List every line of the material below that contains the word "bird", and copy each one in full.

* start Material supplied *

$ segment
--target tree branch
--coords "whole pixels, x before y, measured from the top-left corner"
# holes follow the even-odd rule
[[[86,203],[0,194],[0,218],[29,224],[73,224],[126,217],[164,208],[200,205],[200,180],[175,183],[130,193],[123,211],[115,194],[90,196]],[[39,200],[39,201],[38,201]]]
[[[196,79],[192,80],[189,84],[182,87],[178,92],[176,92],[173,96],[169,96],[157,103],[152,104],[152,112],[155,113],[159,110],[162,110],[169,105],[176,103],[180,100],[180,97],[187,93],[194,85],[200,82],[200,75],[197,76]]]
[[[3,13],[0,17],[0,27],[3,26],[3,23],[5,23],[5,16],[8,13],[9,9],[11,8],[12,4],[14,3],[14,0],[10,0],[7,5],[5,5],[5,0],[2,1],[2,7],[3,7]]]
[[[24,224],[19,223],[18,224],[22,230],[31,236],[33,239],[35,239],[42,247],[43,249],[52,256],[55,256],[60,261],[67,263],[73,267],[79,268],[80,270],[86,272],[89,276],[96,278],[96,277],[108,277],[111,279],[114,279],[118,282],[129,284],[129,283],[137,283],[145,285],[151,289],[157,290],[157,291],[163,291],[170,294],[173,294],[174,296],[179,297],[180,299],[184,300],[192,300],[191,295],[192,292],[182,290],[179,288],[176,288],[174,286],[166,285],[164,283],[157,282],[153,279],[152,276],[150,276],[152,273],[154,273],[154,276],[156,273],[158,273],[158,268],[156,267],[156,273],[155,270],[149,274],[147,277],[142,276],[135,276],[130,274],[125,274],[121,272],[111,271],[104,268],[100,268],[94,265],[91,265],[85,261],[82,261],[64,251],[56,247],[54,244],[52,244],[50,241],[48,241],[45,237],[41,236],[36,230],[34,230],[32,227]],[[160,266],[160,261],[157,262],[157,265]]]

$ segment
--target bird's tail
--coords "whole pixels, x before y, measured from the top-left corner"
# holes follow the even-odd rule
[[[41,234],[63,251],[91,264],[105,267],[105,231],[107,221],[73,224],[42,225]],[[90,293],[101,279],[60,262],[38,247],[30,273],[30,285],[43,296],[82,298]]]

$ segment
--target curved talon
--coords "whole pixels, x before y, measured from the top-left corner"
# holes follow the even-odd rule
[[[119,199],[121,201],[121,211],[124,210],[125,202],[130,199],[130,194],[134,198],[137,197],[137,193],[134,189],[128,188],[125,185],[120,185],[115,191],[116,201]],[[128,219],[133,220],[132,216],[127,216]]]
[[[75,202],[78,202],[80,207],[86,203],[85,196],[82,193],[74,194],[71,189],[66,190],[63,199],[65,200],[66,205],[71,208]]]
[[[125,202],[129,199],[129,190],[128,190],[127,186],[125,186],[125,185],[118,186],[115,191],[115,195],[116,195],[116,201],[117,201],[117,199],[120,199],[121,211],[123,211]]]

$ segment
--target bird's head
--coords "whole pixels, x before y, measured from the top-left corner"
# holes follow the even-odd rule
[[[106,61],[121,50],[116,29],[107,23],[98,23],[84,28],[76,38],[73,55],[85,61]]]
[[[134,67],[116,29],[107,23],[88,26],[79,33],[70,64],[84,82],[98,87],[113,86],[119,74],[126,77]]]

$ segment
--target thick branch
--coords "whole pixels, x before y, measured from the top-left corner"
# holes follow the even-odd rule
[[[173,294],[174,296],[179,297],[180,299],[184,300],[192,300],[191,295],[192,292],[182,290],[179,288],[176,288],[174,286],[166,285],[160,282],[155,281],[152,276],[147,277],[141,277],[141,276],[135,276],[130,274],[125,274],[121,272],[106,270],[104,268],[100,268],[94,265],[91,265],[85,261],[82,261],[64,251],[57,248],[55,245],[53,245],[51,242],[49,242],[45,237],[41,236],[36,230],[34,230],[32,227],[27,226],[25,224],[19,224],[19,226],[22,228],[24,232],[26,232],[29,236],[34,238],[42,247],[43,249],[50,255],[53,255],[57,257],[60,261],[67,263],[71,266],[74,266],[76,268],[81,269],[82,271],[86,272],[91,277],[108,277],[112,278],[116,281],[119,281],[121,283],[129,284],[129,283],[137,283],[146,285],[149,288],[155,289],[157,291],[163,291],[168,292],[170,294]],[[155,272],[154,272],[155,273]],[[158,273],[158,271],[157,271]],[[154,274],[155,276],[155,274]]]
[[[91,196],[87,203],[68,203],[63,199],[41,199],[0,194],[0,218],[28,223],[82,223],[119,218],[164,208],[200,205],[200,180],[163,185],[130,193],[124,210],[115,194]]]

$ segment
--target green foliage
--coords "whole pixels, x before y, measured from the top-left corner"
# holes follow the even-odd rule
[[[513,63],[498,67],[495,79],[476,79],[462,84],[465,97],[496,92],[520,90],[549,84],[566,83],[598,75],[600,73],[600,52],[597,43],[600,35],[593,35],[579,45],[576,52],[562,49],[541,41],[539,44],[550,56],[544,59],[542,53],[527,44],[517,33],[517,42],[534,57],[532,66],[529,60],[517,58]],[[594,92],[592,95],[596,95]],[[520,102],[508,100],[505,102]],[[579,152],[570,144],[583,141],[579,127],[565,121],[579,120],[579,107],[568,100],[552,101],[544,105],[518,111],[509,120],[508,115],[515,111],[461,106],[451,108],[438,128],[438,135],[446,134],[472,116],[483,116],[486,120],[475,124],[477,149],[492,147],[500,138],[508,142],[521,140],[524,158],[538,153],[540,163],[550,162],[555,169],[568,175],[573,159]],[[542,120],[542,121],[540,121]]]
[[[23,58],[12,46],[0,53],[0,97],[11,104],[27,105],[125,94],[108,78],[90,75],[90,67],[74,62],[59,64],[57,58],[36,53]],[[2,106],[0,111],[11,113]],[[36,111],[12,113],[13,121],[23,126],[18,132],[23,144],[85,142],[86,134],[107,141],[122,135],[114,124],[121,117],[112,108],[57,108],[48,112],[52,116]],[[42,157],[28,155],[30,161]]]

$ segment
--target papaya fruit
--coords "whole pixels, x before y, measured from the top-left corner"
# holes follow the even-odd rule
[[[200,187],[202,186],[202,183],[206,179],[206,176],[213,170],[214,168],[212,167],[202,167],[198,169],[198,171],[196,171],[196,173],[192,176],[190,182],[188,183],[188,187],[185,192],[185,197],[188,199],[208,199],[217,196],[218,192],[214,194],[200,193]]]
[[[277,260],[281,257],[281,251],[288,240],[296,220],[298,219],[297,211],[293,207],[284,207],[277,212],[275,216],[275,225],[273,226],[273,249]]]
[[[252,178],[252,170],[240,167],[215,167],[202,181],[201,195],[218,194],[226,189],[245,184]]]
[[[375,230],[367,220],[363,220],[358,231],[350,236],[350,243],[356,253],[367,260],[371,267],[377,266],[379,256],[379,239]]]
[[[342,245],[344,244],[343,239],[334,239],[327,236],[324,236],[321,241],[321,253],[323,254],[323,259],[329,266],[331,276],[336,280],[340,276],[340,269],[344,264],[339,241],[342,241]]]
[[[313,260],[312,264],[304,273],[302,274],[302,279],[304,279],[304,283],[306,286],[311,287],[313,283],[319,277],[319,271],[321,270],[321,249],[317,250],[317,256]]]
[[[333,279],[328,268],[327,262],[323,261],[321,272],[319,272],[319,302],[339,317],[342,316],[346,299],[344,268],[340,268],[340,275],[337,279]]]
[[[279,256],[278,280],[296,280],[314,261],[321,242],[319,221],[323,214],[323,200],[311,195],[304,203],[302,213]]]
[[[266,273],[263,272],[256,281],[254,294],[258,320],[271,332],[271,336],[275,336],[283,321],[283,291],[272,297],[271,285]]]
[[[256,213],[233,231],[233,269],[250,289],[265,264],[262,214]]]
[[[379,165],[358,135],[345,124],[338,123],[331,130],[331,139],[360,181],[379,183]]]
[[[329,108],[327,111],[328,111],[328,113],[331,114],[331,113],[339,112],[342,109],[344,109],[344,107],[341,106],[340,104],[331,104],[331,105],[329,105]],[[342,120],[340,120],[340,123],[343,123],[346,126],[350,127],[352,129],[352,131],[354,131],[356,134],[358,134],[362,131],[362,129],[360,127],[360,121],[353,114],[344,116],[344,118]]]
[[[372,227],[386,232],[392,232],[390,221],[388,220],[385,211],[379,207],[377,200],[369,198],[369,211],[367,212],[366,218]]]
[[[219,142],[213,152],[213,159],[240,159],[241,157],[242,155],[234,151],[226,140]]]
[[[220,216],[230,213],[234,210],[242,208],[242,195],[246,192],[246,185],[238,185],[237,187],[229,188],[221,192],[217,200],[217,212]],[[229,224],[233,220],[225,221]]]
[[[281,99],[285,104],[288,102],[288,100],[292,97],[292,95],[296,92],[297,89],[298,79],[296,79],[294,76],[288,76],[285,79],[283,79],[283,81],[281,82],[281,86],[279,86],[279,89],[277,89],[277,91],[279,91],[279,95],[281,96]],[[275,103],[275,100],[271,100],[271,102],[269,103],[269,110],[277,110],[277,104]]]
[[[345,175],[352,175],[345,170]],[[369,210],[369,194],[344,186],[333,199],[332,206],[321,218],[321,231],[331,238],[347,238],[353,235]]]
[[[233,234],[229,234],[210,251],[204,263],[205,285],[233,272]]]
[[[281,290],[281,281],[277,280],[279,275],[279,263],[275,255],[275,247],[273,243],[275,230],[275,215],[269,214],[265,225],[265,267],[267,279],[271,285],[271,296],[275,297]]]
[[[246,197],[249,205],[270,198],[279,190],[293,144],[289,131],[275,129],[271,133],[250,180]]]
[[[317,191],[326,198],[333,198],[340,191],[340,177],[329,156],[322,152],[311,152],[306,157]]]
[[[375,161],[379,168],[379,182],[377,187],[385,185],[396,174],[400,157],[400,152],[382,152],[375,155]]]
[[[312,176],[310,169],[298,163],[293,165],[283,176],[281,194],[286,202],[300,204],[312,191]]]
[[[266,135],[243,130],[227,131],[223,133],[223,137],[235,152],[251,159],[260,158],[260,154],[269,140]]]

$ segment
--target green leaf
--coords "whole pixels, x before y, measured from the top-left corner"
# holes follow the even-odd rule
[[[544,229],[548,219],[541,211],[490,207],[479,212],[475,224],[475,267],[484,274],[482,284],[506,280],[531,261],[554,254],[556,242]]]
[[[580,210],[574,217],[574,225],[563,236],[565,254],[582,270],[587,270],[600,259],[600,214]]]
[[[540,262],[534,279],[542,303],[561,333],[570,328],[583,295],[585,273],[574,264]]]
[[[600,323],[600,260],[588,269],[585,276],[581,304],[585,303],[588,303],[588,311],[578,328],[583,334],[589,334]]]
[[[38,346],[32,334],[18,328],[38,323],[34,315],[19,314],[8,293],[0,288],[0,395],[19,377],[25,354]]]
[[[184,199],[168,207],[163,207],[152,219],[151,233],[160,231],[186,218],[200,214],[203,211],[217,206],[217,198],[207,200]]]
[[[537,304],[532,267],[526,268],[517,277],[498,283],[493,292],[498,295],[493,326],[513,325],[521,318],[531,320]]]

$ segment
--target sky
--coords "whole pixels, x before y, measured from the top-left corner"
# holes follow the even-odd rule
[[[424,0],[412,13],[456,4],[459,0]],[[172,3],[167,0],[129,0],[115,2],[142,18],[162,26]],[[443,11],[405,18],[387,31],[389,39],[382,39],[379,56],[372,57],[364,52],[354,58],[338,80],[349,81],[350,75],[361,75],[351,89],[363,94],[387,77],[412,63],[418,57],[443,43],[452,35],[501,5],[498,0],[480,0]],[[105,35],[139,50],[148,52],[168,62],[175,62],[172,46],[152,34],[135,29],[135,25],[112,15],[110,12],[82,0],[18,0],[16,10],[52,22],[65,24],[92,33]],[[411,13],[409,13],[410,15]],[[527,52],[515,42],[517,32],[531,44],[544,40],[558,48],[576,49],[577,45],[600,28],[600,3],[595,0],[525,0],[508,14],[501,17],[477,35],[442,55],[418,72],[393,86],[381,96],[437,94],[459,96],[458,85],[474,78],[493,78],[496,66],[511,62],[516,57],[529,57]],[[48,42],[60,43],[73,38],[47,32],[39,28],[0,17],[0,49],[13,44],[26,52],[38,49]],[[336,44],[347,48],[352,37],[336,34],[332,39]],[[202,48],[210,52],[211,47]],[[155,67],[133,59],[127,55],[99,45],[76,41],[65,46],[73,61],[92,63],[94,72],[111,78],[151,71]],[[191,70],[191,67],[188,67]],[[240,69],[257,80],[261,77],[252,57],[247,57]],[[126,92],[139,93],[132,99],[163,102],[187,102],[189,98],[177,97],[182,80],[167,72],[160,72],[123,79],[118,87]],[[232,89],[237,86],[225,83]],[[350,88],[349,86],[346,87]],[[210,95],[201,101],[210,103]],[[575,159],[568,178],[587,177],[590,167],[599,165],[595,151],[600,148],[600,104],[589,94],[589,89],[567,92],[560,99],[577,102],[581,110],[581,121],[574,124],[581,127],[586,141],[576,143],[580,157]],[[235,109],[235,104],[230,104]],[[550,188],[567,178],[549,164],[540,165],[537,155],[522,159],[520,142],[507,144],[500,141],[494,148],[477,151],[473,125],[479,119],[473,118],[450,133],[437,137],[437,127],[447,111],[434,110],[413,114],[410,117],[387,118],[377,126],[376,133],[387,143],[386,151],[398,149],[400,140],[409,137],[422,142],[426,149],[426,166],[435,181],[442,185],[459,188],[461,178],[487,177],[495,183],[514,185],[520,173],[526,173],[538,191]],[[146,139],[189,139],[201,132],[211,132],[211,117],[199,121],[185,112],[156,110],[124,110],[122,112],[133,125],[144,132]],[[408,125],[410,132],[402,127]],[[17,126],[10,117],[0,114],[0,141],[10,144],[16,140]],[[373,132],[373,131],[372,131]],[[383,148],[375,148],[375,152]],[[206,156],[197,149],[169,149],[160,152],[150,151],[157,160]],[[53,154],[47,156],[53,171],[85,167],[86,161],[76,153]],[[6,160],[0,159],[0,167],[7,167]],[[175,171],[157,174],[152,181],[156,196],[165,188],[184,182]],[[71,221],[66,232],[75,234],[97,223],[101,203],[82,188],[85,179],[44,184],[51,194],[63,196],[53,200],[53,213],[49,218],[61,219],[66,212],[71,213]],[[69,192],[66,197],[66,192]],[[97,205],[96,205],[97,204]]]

* end Material supplied *

▸ **Solution to the exercise**:
--target bird's tail
--target bird's head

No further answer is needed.